**EXERCISE:**
Please quote the part of the redistricting article below that runs from "March 28, 2004" to "boundaries will last.", word for word.

March 28, 2004
New boundaries already under debate
Redistricting dilemma
By Brian Basinger
Morris News Service
ATLANTA – The ink is barely dry on Georgia’s new legislative district maps, but already lawmakers are debating how long these boundaries will last.
Some say the new plan, finalized by a federal court on Thursday, should be given a long shelf life in order to prevent confusion among voters and heartache among lawmakers, who see their political careers flash before their eyes each time the boundaries are tweaked.
”We’ve had enough of this,” Sen. Regina Thomas, D-Savannah, said Friday. ”It’s about as aggravating as the flag issue.”
However, others want the boundaries retooled as soon as possible.
Sen. Ralph Hudgens, R-Comer, is worried about the shape of the new District 47 in Northeast Georgia, where he will compete for re-election this fall.
”My district goes all the way from Elbert County to Loganville,” said Hudgens, who will now compete for votes in the suburbs of Atlanta, as well as communities near the South Carolina border. ”You just bust up communities of interest all along the way.”
Much of the drama surrounding the new maps stems from the fact that a non-partisan, independent team engineered the plan, instead of the legislature, which traditionally crafts its own plans for the House and the Senate.
House redistrictting
A three-judge federal panel in February ruled the state’s former maps unconstitutional because they violated the one-person, one-vote principle by herding Republicans into as few districts as possible in order to maximize Democrat wins elsewhere.
Those maps were drawn in 2001 when Democrats controlled the House, the Senate and the governor’s mansion.

**PROVIDED MATERIAL:**
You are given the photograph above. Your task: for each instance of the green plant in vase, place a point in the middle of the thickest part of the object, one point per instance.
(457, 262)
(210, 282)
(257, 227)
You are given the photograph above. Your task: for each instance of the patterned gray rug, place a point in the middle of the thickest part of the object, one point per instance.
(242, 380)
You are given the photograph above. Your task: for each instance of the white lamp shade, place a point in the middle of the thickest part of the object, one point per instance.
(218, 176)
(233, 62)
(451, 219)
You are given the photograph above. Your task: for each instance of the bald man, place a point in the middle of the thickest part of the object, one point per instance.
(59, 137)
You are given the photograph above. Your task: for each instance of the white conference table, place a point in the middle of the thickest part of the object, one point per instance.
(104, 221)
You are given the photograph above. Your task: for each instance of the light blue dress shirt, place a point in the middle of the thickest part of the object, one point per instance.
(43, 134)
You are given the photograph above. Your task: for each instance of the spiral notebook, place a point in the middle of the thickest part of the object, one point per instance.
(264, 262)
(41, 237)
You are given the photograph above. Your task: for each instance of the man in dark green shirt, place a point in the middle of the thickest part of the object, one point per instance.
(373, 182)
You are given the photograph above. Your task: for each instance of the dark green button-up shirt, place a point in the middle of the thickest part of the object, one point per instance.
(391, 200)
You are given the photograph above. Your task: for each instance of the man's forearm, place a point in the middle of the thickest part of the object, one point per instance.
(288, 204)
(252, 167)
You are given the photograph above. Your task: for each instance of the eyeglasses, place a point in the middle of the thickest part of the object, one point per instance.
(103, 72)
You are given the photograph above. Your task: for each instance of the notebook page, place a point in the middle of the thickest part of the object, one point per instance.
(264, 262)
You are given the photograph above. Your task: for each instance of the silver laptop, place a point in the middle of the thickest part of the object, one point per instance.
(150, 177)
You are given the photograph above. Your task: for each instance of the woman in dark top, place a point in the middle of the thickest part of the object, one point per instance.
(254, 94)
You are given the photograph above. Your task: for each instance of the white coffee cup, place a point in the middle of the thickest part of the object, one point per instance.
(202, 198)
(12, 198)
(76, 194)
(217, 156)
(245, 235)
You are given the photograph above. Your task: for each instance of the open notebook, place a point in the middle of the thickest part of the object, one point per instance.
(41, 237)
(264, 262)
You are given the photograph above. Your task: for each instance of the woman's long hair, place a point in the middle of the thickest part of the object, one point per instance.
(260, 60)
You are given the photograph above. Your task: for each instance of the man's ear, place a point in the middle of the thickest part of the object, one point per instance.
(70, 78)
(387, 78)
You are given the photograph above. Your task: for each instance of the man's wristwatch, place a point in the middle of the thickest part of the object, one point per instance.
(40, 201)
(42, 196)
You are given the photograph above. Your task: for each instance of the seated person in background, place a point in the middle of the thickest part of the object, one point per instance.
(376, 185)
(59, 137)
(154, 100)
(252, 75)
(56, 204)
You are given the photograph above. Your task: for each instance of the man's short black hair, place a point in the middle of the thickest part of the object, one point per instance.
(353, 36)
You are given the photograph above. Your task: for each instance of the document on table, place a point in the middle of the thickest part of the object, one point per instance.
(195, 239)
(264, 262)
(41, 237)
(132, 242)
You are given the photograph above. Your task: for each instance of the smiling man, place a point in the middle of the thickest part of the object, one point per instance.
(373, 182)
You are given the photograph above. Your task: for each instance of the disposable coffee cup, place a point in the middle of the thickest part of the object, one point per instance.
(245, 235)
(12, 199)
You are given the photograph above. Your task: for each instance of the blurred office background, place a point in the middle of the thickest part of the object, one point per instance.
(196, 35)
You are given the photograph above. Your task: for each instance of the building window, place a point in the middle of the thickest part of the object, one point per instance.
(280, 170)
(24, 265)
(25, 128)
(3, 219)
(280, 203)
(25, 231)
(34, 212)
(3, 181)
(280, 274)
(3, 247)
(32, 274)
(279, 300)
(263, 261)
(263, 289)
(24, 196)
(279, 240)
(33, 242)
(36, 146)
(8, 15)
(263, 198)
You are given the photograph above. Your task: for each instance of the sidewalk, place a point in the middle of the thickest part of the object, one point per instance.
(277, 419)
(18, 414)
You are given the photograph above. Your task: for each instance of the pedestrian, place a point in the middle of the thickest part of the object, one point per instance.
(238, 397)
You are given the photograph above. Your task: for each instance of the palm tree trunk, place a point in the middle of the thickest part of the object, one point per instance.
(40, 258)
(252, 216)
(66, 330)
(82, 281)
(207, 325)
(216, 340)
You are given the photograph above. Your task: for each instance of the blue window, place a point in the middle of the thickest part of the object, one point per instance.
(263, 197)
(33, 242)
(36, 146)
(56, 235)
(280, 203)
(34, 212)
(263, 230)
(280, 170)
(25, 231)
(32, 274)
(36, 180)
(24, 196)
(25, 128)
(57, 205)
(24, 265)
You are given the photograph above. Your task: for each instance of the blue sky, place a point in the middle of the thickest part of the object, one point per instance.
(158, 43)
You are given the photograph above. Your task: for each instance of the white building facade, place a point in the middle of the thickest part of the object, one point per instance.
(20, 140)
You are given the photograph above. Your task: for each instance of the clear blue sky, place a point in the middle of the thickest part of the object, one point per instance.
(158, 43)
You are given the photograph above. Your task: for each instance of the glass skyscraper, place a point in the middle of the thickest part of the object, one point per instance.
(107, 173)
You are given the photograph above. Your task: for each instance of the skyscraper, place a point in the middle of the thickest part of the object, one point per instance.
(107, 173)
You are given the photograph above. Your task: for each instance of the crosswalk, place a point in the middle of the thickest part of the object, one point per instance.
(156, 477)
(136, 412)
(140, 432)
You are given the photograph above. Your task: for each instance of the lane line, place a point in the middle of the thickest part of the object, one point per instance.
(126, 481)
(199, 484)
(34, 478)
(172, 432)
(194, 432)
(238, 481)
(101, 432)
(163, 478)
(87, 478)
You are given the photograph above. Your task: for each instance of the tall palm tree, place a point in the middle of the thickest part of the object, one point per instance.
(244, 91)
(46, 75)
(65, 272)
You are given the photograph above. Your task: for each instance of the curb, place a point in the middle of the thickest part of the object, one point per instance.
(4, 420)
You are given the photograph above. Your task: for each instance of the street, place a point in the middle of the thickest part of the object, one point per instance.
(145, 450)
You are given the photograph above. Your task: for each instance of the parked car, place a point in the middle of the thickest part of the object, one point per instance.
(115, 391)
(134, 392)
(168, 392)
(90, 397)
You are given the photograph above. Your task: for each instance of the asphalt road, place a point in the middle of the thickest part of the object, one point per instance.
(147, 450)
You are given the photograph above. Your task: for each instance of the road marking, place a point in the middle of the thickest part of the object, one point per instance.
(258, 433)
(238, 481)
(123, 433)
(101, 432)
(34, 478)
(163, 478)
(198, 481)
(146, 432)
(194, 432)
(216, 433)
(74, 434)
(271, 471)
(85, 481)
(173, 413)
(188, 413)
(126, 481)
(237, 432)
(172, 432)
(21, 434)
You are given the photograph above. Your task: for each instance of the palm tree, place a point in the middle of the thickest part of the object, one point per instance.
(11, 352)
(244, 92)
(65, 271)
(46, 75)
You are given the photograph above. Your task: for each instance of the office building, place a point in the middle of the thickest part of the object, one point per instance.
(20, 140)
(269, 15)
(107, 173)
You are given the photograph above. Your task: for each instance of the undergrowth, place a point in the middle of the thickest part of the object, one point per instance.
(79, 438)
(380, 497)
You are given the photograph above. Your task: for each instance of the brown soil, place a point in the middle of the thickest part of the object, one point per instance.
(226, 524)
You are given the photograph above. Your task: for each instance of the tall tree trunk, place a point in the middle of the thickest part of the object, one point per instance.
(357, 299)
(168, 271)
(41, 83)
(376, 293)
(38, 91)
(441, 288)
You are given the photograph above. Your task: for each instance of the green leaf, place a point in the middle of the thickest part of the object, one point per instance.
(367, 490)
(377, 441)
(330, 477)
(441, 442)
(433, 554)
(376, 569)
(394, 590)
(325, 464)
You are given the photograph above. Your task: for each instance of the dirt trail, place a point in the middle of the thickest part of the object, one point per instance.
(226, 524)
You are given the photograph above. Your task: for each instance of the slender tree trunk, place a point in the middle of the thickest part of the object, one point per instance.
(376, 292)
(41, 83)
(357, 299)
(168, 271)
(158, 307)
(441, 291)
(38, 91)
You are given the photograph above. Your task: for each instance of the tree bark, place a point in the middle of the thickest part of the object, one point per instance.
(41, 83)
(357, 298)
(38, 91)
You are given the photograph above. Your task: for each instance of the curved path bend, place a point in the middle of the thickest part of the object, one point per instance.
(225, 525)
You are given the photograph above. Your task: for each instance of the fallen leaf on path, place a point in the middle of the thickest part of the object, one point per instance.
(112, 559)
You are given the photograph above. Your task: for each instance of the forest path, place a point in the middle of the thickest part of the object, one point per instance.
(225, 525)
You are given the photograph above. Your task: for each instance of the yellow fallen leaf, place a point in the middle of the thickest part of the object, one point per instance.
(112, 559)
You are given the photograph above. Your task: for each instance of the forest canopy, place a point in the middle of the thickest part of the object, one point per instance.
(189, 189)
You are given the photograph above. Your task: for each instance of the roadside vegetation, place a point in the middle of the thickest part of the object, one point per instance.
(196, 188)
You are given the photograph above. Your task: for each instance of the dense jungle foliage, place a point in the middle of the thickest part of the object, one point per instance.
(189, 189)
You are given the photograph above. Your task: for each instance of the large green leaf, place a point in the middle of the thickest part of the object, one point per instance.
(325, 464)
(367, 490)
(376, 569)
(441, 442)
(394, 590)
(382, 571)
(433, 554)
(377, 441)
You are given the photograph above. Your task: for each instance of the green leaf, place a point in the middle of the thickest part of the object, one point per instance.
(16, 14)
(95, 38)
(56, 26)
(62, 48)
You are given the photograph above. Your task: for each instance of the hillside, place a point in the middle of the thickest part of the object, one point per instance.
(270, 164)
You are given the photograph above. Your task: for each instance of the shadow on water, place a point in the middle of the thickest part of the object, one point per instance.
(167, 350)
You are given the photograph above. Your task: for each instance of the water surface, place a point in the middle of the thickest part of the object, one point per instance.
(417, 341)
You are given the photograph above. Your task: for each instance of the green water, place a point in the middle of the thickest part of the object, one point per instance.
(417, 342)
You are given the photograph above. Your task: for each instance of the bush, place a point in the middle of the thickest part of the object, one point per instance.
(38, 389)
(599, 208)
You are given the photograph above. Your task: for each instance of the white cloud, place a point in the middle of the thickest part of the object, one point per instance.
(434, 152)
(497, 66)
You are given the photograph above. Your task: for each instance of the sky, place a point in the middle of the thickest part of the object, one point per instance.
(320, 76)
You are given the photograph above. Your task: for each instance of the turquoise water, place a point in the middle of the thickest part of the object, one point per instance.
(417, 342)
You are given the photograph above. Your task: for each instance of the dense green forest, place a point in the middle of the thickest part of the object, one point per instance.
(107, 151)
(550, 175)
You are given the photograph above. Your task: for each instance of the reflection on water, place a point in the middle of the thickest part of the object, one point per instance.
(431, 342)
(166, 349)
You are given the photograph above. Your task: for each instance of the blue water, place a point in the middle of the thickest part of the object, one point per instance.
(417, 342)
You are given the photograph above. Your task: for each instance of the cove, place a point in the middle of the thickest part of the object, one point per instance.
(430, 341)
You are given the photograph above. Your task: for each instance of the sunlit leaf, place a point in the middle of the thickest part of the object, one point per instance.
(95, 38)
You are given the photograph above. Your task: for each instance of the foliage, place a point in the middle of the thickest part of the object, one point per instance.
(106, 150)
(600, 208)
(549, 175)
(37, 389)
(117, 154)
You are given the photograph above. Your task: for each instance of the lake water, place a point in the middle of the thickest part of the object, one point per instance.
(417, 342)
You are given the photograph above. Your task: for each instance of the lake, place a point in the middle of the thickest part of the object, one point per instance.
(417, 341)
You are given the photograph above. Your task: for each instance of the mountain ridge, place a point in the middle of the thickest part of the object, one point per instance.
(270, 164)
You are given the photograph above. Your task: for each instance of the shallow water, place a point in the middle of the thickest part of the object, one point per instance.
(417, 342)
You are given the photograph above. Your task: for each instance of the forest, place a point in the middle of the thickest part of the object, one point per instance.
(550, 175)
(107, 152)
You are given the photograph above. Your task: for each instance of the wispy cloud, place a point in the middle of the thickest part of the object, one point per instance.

**RESPONSE TO THE TASK:**
March 28, 2004
New boundaries already under debate
Redistricting dilemma
By Brian Basinger
Morris News Service
ATLANTA – The ink is barely dry on Georgia’s new legislative district maps, but already lawmakers are debating how long these boundaries will last.